| INSTRUCCIONES Y REQUISITOS |
Presenta como lista numerada todas las líneas del listado que aparece a continuación, sin incluir las líneas en blanco.
=====
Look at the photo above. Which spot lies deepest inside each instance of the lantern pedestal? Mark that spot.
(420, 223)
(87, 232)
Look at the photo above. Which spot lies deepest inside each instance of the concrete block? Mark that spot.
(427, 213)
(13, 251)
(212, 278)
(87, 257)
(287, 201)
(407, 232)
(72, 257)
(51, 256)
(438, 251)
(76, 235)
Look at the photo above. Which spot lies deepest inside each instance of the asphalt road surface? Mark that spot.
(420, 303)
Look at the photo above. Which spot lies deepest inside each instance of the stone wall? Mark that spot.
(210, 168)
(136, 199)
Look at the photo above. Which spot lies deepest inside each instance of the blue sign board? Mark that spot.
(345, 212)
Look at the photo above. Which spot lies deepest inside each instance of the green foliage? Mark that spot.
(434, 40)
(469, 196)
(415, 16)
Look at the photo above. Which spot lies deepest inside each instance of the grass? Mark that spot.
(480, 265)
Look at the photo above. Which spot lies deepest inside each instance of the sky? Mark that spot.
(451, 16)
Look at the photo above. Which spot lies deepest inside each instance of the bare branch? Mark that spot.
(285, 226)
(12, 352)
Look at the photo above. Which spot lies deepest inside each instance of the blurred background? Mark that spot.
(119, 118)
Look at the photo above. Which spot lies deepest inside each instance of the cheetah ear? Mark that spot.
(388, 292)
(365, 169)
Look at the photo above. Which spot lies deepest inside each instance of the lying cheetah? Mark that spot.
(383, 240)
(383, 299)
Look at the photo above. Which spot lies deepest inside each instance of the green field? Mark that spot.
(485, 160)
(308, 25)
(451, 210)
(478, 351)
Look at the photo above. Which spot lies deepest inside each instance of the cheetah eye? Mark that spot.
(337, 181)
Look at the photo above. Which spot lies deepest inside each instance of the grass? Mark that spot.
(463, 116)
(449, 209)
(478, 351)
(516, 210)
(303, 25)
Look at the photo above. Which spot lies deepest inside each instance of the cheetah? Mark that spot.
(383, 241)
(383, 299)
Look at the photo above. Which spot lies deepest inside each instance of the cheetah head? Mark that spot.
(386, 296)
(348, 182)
=====
| RESPUESTA DEL EJERCICIO |
1. Look at the photo above. Which spot lies deepest inside each instance of the lantern pedestal? Mark that spot.
2. (420, 223)
3. (87, 232)
4. Look at the photo above. Which spot lies deepest inside each instance of the concrete block? Mark that spot.
5. (427, 213)
6. (13, 251)
7. (212, 278)
8. (87, 257)
9. (287, 201)
10. (407, 232)
11. (72, 257)
12. (51, 256)
13. (438, 251)
14. (76, 235)
15. Look at the photo above. Which spot lies deepest inside each instance of the asphalt road surface? Mark that spot.
16. (420, 303)
17. Look at the photo above. Which spot lies deepest inside each instance of the stone wall? Mark that spot.
18. (210, 168)
19. (136, 199)
20. Look at the photo above. Which spot lies deepest inside each instance of the blue sign board? Mark that spot.
21. (345, 212)
22. Look at the photo above. Which spot lies deepest inside each instance of the green foliage? Mark that spot.
23. (434, 40)
24. (469, 196)
25. (415, 16)
26. Look at the photo above. Which spot lies deepest inside each instance of the grass? Mark that spot.
27. (480, 265)
28. Look at the photo above. Which spot lies deepest inside each instance of the sky? Mark that spot.
29. (451, 16)
30. Look at the photo above. Which spot lies deepest inside each instance of the bare branch? Mark that spot.
31. (285, 226)
32. (12, 352)
33. Look at the photo above. Which spot lies deepest inside each instance of the blurred background? Mark that spot.
34. (119, 118)
35. Look at the photo above. Which spot lies deepest inside each instance of the cheetah ear? Mark that spot.
36. (388, 292)
37. (365, 169)
38. Look at the photo above. Which spot lies deepest inside each instance of the lying cheetah? Mark that spot.
39. (383, 240)
40. (383, 299)
41. Look at the photo above. Which spot lies deepest inside each instance of the green field? Mark that spot.
42. (485, 160)
43. (308, 25)
44. (451, 210)
45. (478, 351)
46. Look at the photo above. Which spot lies deepest inside each instance of the cheetah eye? Mark that spot.
47. (337, 181)
48. Look at the photo above. Which spot lies deepest inside each instance of the grass? Mark that spot.
49. (463, 116)
50. (449, 209)
51. (478, 351)
52. (516, 210)
53. (303, 25)
54. Look at the photo above. Which spot lies deepest inside each instance of the cheetah? Mark that spot.
55. (383, 241)
56. (383, 299)
57. Look at the photo above. Which spot lies deepest inside each instance of the cheetah head? Mark that spot.
58. (386, 296)
59. (348, 182)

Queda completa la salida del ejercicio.